## Assigned task
Would you please copy each line below that includes the string "Target"?

[Collected data entries]
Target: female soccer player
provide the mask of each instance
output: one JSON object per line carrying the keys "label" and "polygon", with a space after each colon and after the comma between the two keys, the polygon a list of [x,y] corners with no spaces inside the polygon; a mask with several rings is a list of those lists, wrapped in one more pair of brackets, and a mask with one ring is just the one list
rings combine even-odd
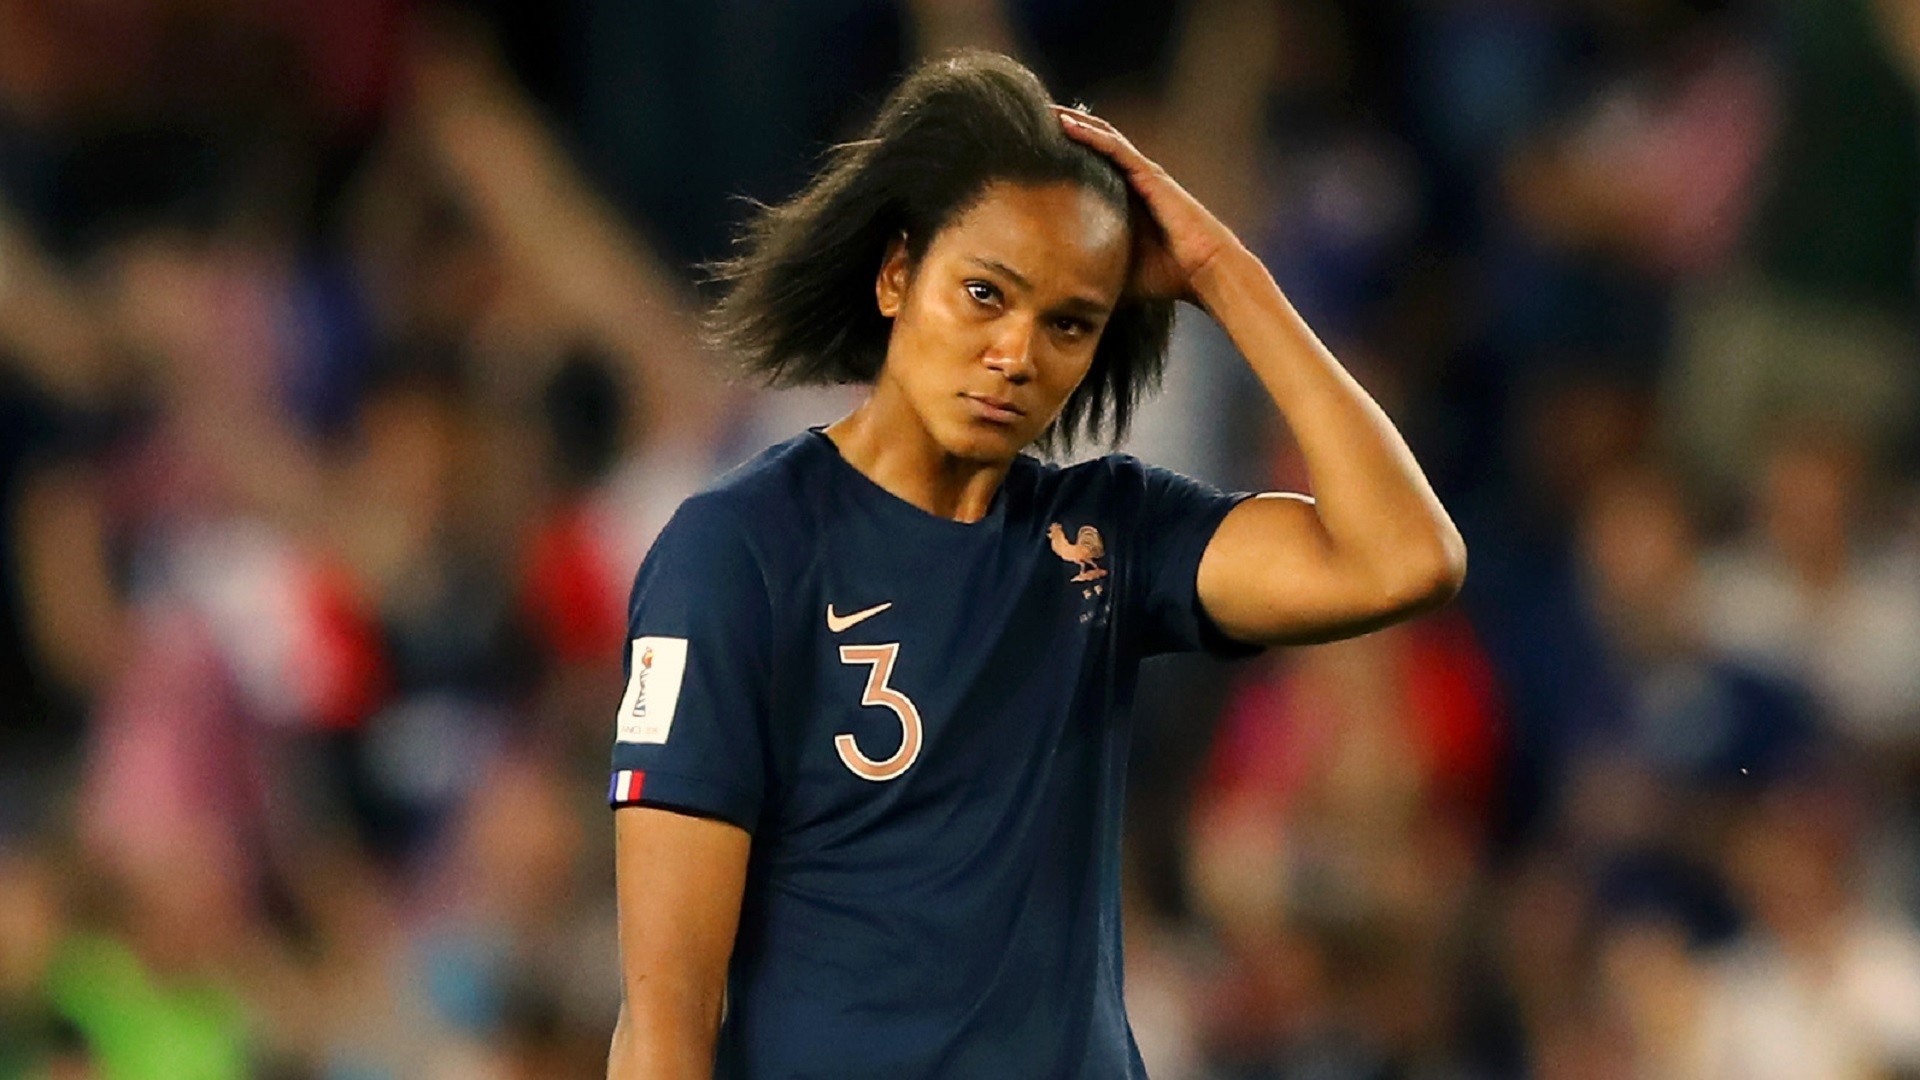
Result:
{"label": "female soccer player", "polygon": [[[689,499],[634,584],[615,1078],[1142,1077],[1120,811],[1142,657],[1364,633],[1465,553],[1266,269],[1013,61],[921,67],[765,210],[714,325],[851,414]],[[1176,300],[1317,498],[1035,444],[1124,427]]]}

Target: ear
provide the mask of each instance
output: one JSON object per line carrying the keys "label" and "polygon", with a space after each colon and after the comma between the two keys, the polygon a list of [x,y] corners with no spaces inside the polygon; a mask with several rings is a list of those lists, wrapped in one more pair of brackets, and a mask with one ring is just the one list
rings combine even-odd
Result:
{"label": "ear", "polygon": [[887,253],[880,260],[880,275],[873,282],[880,314],[889,319],[900,314],[900,305],[906,302],[907,280],[912,276],[908,270],[907,234],[901,233],[887,244]]}

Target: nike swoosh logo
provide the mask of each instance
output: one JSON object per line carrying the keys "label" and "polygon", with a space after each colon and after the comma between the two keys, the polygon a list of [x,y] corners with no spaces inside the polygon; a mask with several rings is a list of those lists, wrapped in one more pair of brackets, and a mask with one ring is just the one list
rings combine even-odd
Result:
{"label": "nike swoosh logo", "polygon": [[851,630],[854,626],[866,622],[868,619],[873,618],[875,615],[880,614],[892,606],[893,601],[889,600],[884,604],[875,604],[865,611],[856,611],[851,615],[835,615],[833,613],[833,605],[828,604],[827,629],[836,634],[842,630]]}

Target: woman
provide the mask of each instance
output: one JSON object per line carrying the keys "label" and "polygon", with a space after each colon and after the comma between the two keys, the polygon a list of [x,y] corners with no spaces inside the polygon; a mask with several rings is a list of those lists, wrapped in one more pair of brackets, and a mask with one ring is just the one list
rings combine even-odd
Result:
{"label": "woman", "polygon": [[[1140,659],[1434,607],[1458,534],[1258,260],[1005,58],[911,74],[722,276],[723,340],[872,392],[688,500],[635,582],[609,1075],[1144,1075]],[[1023,455],[1125,426],[1176,300],[1246,355],[1317,502]]]}

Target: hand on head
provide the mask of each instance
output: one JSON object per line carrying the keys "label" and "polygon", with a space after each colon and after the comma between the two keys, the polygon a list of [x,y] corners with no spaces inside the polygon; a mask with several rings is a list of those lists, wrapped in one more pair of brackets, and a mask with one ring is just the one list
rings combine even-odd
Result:
{"label": "hand on head", "polygon": [[1120,169],[1152,217],[1135,237],[1128,291],[1152,300],[1197,302],[1194,276],[1239,244],[1233,231],[1112,124],[1065,105],[1053,106],[1053,112],[1070,138]]}

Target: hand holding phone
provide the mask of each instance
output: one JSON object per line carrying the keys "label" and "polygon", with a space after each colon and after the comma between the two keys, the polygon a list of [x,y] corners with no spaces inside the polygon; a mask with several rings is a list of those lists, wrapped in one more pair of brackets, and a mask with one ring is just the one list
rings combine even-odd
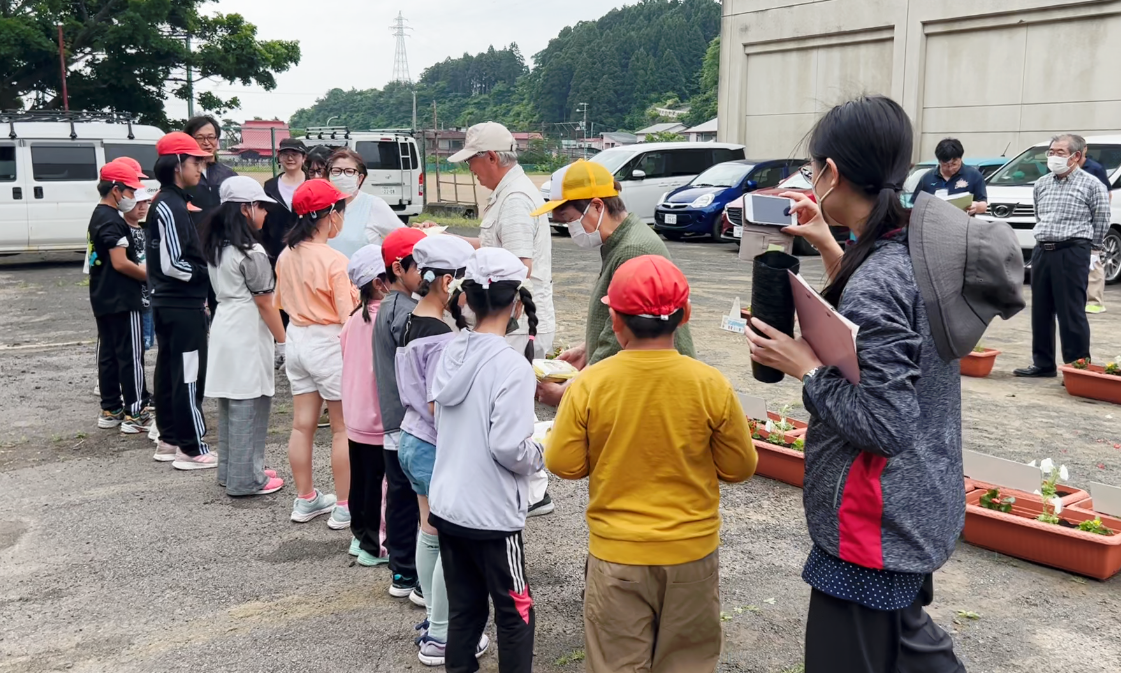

## Result for this exercise
Target: female soccer player
Target: ear
Target: nike swoosh logo
Target: woman
Target: hand on head
Target: hand holding phone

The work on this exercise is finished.